Exercise instructions: Copy the records below line for line, changing nothing.

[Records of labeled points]

::::::::::

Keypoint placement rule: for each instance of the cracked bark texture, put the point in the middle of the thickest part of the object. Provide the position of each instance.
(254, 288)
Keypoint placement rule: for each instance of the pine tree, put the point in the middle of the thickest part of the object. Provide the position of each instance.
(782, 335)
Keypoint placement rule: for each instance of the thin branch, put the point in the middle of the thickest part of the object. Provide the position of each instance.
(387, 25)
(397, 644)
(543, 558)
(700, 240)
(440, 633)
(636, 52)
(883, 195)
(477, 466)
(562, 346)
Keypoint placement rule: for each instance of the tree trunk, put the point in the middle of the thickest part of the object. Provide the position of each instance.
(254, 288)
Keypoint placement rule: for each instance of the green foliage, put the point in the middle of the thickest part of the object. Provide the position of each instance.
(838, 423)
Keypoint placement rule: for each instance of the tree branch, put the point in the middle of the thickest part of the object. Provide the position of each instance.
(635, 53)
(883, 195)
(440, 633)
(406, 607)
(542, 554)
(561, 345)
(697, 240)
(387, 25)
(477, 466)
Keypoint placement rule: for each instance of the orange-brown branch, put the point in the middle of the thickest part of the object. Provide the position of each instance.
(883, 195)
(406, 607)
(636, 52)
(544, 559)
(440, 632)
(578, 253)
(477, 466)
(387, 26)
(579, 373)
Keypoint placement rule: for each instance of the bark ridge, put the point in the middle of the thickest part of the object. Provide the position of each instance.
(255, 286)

::::::::::

Answer to this task:
Keypoint placement rule: for each instance of the cracked bark texture, put the point in the middle of the thickest part of the object. Provide the position of each instance.
(254, 288)
Keypoint placement rule: for each instance of the pine tree, put the point in the middle of the thickest part of the object. Provide the position of each instance.
(782, 335)
Keypoint placement rule: for each instance of the thin branch, put the point in the middle of the thickest part of the object. Provide the position of each instance.
(387, 25)
(397, 644)
(543, 558)
(700, 240)
(440, 633)
(636, 52)
(883, 195)
(477, 466)
(562, 346)
Keypoint placement rule: for each instance of the tree trunk, put the point in the middle of the thickest part of the object. Provide the position of each instance.
(254, 288)
Keypoint placement rule: for each instance of the green foliage, put the point in the middle of the thickest part of the object. Provide the position of each instance.
(838, 423)
Keypoint placement rule: for each instance of the tree branch, put the point in the middle of the thickest part of the object. Provide the position of each instance.
(635, 53)
(883, 195)
(440, 633)
(406, 607)
(542, 554)
(561, 345)
(697, 240)
(387, 25)
(477, 466)
Keypoint placement rule: for each instance of the orange-brown branch, put the point in the middle of the thickest part of the object. Provide the position of each instance.
(883, 195)
(406, 607)
(636, 52)
(544, 559)
(440, 632)
(578, 253)
(477, 466)
(387, 26)
(579, 373)
Keypoint placement rule: for each instance of the bark ridge, put the point in the middle of the thickest part of the object. Provide the position of each instance.
(255, 286)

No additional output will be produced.